— Quoted passage —
○ ○ ○ ○ ○ ○ ○
# J2048B'S time to quit being a PU$$Y LOG! and COMMITMENT!!



## j2048b (Oct 18, 2012)

alrighty so a bit about my fucked up self, and then on with the fucking show ladies and gents!!! *its long but needs to be *(that's what she said haha)

5'10" 200 lb male 35 ageless years on this planet, thanks to Jesus and my Momma, cause i still got thiz!

Well, ive got commitment issues when it comes to lifting and pinning, (scared of that there needle i am!!) so here is a log i want to start, and ill even give my number to a few dudes so they can help me keep accountable because hell, some people need a push from time to time!

anyways, my issue has always always been *PARALYSIS BY ANALYSIS* because i own every fucking book on weightlifting, nutrition, cardio, mma known to man, if u need something i prolly got it, just PM me and we can work something out if i have it... (wife hates me to hire people for diets because i own everything)exct...

so this week i began to read THE POWER OF LESS by LEO BABAUTA , fucking awesome book, explaining to u how to make things priorities and let everything else fall to the way side, so with that i have begun some changes and this link of items to do:

http://www.scrawnytobrawny.com/5-muscle-building-mistakes  THIS IS ALL ME! and now you SI as my support!!
○ ○ ○ ○ ○ ○ ○
— Records —
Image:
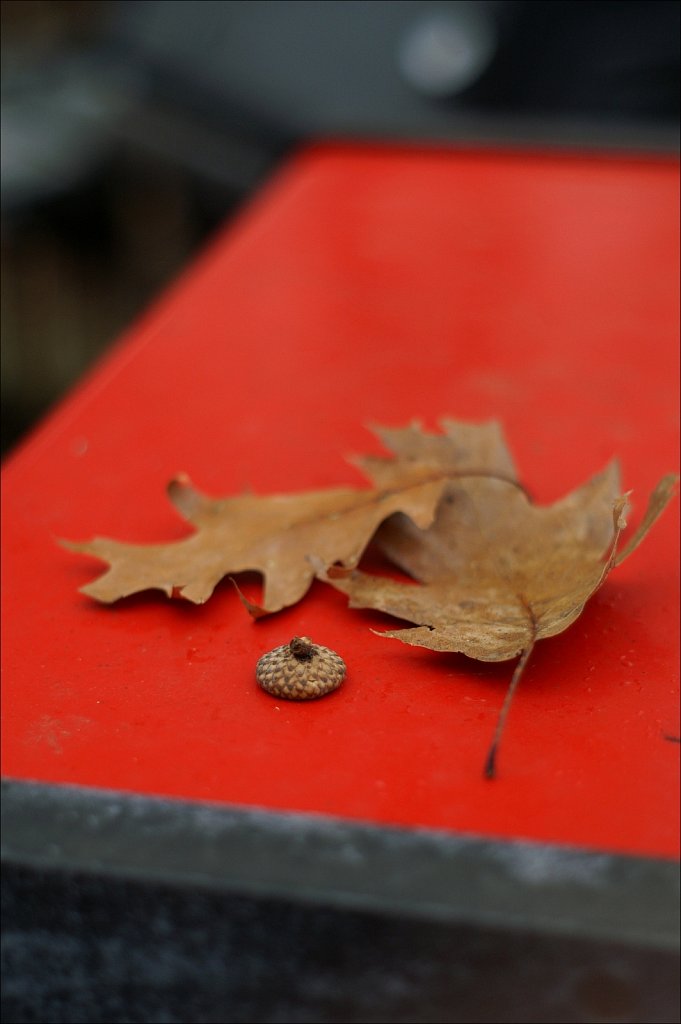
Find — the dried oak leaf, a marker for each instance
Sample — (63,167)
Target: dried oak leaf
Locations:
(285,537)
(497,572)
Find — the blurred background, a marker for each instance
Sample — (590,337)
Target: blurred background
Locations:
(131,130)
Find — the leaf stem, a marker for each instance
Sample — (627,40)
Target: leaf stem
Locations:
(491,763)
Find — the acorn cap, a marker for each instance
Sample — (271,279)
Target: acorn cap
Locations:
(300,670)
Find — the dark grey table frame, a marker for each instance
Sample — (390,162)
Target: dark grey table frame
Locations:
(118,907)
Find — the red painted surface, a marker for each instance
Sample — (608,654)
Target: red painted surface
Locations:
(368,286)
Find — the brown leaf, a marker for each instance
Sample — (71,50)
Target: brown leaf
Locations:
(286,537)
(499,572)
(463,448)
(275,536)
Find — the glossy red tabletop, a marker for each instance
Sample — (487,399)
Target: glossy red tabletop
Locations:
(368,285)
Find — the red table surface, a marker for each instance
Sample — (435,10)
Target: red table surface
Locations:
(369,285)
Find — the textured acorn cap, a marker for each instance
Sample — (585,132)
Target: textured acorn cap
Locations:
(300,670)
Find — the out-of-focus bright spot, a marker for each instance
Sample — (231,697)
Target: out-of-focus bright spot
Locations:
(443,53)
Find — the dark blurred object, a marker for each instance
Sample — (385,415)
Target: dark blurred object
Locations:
○ ○ ○ ○ ○ ○ ○
— Task instructions —
Pick up the lifting-log post after its last sentence and write the next few paragraphs in the same voice.

— Exercise response —
i started my moderate carb cycle with spongy, and i already feel a bit tighter in the mid section, gonna post up pics and stuff later!

it is not that hard to follow the diet, actually easy as hell, and man the food choices are fucking amazing! dont have sweet potaotes? fine choose oat fucking meal!! that fucking simple, SPONGE UR THE MAN!! will never ever go with anyone else for my nutritional needs again!! trying to get the wife on board with him too, but shes a terd! haha and she knows it!

I took everything todo with any nutrition, cardio, mma, and weightlifting off of my computer, EXCEPT 1 folder which has a gang of programs ive either paid for from a trainer, and or started but never finished.... (ive wasted some money of the years!) and i plan to do each one for at least 2-3 months!

of these programs this is what i have and what i recently begun and will continue to log about, until i change programs:

just started: GST-Growth Stimulus Training!! to get my numbers back up, and strength as well and we will see how it goes and if i decide to move onto something else the below are what i need to accomplish as ive either paid for them or started but never finished:

programs i have and need to accomplish:
531 1st edition
531 2nd edition
built like a bad ass
convict conditioning (both books)
Dr. Dana Houser (paid for and communications fell thru and i was kind of stuck) and i quit!!
Iron addicts (RIP) 2 programs i paid for did not finish
John Pinder (took over for IA after his sudden passing) Paid for did not finish
p90x and p90x plus
insanity
dan john's 40 days of strength (AWESOME TO BRING UP LIFTS IN AS LITTLE AS 40 DAYS!!!)
The big yoke 531 workout (started this last september with my hrt regimen and faultered)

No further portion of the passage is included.